— Start of Working data —

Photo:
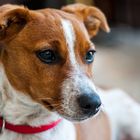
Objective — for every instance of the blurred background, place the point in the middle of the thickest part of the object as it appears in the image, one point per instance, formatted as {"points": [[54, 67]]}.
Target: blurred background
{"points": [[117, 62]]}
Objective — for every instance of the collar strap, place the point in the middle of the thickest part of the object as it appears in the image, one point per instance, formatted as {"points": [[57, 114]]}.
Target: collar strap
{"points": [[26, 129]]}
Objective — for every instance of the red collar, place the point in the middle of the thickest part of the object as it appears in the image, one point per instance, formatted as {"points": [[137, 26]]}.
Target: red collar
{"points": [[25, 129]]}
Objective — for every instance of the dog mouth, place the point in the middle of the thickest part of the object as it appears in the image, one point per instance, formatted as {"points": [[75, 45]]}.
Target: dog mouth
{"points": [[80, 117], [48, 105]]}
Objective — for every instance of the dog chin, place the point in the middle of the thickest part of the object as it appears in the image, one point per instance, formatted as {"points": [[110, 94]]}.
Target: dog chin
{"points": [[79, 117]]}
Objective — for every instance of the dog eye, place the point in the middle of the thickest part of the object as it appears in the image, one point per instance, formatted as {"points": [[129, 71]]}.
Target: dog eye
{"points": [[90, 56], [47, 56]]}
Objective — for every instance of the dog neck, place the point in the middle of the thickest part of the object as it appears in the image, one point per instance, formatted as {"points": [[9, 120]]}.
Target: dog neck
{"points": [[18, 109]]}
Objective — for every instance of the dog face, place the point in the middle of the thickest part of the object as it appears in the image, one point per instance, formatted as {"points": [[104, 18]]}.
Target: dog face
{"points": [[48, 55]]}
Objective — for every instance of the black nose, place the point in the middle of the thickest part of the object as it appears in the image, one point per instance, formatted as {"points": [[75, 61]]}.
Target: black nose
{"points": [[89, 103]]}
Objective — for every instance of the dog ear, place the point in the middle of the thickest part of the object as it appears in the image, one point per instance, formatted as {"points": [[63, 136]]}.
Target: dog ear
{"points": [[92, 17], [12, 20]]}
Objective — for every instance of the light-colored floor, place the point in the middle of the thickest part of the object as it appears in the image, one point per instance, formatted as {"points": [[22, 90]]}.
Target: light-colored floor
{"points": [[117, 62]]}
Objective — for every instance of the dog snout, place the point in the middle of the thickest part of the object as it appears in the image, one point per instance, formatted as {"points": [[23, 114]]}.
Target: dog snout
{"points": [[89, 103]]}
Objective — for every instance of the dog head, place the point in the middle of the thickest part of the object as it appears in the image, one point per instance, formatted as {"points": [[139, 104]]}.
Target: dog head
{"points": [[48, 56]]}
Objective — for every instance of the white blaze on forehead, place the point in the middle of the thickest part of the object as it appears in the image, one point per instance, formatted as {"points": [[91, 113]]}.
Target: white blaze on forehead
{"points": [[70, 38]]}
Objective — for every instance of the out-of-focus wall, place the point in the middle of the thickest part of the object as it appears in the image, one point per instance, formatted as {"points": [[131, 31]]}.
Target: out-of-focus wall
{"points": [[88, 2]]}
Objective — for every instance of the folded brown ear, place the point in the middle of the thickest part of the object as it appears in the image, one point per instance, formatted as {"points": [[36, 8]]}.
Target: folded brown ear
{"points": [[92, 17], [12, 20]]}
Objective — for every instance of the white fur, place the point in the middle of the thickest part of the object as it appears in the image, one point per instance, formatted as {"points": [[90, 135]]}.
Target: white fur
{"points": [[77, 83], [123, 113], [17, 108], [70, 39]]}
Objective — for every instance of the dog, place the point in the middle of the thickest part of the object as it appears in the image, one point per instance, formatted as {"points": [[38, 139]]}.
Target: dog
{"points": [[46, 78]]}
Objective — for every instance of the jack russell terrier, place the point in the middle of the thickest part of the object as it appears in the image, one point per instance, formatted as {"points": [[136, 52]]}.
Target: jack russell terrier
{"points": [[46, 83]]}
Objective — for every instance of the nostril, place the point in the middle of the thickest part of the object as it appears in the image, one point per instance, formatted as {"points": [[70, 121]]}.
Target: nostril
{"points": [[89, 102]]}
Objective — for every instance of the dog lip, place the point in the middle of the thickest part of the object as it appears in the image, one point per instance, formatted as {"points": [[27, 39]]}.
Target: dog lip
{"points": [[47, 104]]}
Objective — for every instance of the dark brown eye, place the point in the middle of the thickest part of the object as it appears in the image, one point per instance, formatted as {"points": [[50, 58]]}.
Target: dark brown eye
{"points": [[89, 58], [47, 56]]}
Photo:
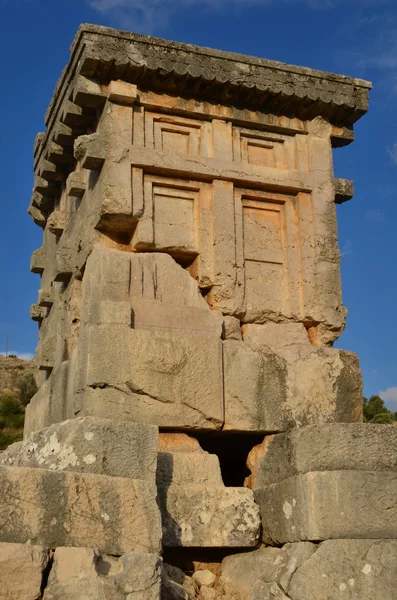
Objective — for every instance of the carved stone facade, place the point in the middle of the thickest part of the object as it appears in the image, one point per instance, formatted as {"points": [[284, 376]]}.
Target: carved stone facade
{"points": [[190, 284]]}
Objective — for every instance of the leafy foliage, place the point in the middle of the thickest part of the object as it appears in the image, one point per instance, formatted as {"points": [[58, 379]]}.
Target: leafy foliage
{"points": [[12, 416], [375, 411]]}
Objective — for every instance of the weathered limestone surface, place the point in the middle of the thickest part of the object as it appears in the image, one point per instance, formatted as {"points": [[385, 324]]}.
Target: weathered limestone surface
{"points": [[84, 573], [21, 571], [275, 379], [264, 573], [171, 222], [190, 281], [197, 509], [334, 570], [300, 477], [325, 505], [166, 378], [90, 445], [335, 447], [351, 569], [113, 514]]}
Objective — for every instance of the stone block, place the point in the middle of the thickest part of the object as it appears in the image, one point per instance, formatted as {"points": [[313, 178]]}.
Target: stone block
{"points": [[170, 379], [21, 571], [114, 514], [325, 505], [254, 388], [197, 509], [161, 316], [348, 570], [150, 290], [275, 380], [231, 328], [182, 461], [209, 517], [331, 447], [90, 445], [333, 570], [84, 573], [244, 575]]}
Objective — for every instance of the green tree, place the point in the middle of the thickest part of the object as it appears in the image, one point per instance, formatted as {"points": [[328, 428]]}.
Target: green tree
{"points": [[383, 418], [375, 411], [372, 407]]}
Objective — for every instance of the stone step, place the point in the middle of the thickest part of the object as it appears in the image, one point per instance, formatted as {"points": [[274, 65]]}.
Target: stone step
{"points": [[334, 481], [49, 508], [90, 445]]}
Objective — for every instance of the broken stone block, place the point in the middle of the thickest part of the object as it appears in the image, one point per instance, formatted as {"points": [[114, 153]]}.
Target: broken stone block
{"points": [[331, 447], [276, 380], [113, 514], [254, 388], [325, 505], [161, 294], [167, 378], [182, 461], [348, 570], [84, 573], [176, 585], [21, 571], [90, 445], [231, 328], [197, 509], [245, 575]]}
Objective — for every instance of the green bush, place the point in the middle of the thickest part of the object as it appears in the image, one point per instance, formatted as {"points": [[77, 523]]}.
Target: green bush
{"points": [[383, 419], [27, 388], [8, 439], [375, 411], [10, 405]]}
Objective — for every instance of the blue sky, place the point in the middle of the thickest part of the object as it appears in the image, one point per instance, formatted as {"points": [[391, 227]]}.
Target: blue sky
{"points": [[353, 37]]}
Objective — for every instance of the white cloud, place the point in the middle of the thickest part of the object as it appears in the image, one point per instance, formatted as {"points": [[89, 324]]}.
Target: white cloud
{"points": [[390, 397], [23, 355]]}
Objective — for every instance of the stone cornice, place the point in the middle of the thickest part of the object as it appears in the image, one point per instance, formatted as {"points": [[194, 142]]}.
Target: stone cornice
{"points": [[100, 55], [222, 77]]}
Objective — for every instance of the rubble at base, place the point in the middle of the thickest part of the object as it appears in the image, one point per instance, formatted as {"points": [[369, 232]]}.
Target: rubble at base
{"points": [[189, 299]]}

— End of Working data —

Copy the entries above word for word, starting at the line that contains "Objective — for every instance of the white cloud, place" and ending at the last line of the entries.

Objective — for every instance of the white cloud, place the point in the middle of the thickest part of the object as it appears in the image, one point per instance, formatted as {"points": [[89, 324]]}.
Target: white cloud
{"points": [[390, 397], [23, 355]]}
Objective — for every instance of the stone cornice, place the point in the middle of the thickest part of the object as it appears in the image, one point per instance, formatted as {"points": [[194, 142]]}.
Target: stone cornice
{"points": [[100, 55], [222, 77]]}
Objective — for every instance of the rubble at base, place the point in the middle of the thickest part of the object as it appears in the image, one point per instance, formatted as {"points": [[369, 232]]}.
Target: rubble at base
{"points": [[189, 299]]}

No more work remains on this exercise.